Start of DOCUMENT
The most notable aspect of 1 Peter may be its frequent references to suffering (1:6, 11; 2:19–23; 3:14, 17–18; 4:1, 13, 15–16, 19; 5:1, 9–10). There is an assumption that members of the church are “aliens” on earth, or people lacking the honor and support they would typically derive from family and civic ties (1:1, 17,1:2–5). The letter calls for endurance, reflects upon the meaning and value of suffering, and prescribes practical steps the readers might take to make life more bearable (e.g., they should look to the church as a support community and not behave in ways that antagonize the opposition unnecessarily). Another prominent theme in 1 Peter is the depiction of Christians as the new Israel; terminology and categories traditionally employed for Jews are applied to Gentile Christians (1:1, 8–12; 2:9)—and the term “Gentile” is used as an epithet for pagans or unbelievers (2:12; 4:3). Thus, 1 Peter interprets conversion to God and to Jesus as “a new birth” (1:3, 23) involving a radical change of identity and status.
The letter of James was written (1) to strengthen Jewish Christians undergoing trial (Jas 1:2–4, 13–15; 5:7–11); (2) to correct a misunderstanding of the Pauline doctrine of justification by faith (2:14–26); and (3) to pass down to first-generation Christians a wealth of practical wisdom. James’s theology is not dogmatic; it omits the great theological themes that dominate Paul’s writings and play such an important role in the rest of the books of the NT. James makes no mention of the Incarnation, and the name of Christ appears only twice (1:1; 2:1). No mention is made of Christ’s sufferings, death, or resurrection. James’s theology is practical and has a decided Jewish flavor. The distinctive Christian features, of course, are there. James has simply mingled the two to produce a Jewish-Christian document.
End of DOCUMENT
Start of STORED ROWS
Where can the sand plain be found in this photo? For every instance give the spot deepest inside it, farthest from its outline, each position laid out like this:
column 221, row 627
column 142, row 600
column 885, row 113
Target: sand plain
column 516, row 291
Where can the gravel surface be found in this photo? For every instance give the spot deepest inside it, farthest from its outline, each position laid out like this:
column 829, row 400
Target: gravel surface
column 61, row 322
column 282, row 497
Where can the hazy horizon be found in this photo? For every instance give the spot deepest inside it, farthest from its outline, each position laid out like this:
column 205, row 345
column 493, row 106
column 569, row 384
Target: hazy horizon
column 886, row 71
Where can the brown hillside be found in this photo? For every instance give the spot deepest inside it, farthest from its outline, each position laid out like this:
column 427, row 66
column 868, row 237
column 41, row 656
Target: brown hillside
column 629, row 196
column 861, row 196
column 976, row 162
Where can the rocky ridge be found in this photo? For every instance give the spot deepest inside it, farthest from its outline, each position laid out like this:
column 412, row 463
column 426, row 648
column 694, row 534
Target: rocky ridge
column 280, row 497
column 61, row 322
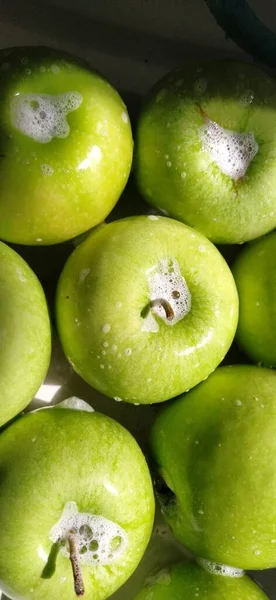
End of STORED ROWS
▶ REQUEST 1:
According to the commentary on 1 Peter and James, how many times does the name of Christ appear in James?
▶ REQUEST 2:
Pull out, word for word, the part of the commentary on 1 Peter and James that opens with the words containing "The letter of" and closes with "a Jewish-Christian document.".
▶ REQUEST 3:
Write what comes next in the commentary on 1 Peter and James, picking up after its last sentence.
The listing above is separate material, apart from the commentary on 1 Peter and James.

▶ EXERCISE RESPONSE 1:
Twice (1:1; 2:1).

▶ EXERCISE RESPONSE 2:
The letter of James was written (1) to strengthen Jewish Christians undergoing trial (Jas 1:2–4, 13–15; 5:7–11); (2) to correct a misunderstanding of the Pauline doctrine of justification by faith (2:14–26); and (3) to pass down to first-generation Christians a wealth of practical wisdom. James’s theology is not dogmatic; it omits the great theological themes that dominate Paul’s writings and play such an important role in the rest of the books of the NT. James makes no mention of the Incarnation, and the name of Christ appears only twice (1:1; 2:1). No mention is made of Christ’s sufferings, death, or resurrection. James’s theology is practical and has a decided Jewish flavor. The distinctive Christian features, of course, are there. James has simply mingled the two to produce a Jewish-Christian document.

▶ EXERCISE RESPONSE 3:
Temptations and Trials The typically Jewish teachings—joy in trials and the use of trials for the building and perfecting of character—are both found in the letter (1:2–4). James also discusses the origin of temptation (vv 13–15). Here the author comes into conflict with contemporary Jewish theology. The rabbinical solution to the problem of the origin of sin was that there was an evil tendency in man that enticed man to sin. The rabbis reasoned that since God is the Creator of all things, including the evil impulse in people, they are not responsible for their sins. No, says James. “And remember, no one who wants to do wrong should ever say, ‘God is tempting me.’ God is never tempted to do wrong, and he never tempts anyone else either. Temptation comes from the lure of our own evil desires”.
Law The entire letter is concerned with ethical teaching; there is no mention of the central gospel truths of Christ’s death and resurrection. James presupposes the gospel and presents the ethical side of Christianity as a perfect law. He seems to be reassuring his Jewish-Christian readers that for them there is still law. The law (ethical teaching of Christianity) is a perfect law (1:25) because it was perfected by Jesus Christ. It is also a law of freedom—that is, a law that applies to those who have freedom, not from law, but from sin and self through the “word of truth.” Thus “law” is a Palestinian-Christian Jew’s way of describing the ethical teaching of the Christian faith, the standard of conduct for the believer in Jesus Christ. This tendency to describe Christian ethical teaching as law is found in 2:8–13, a passage that arises out of a rebuke against the favoritism that James’s readers were showing toward the rich. This favoritism was being condoned by an appeal to the law of love to one’s neighbor. So James writes, “It is good when you truly obey our Lord’s royal command”.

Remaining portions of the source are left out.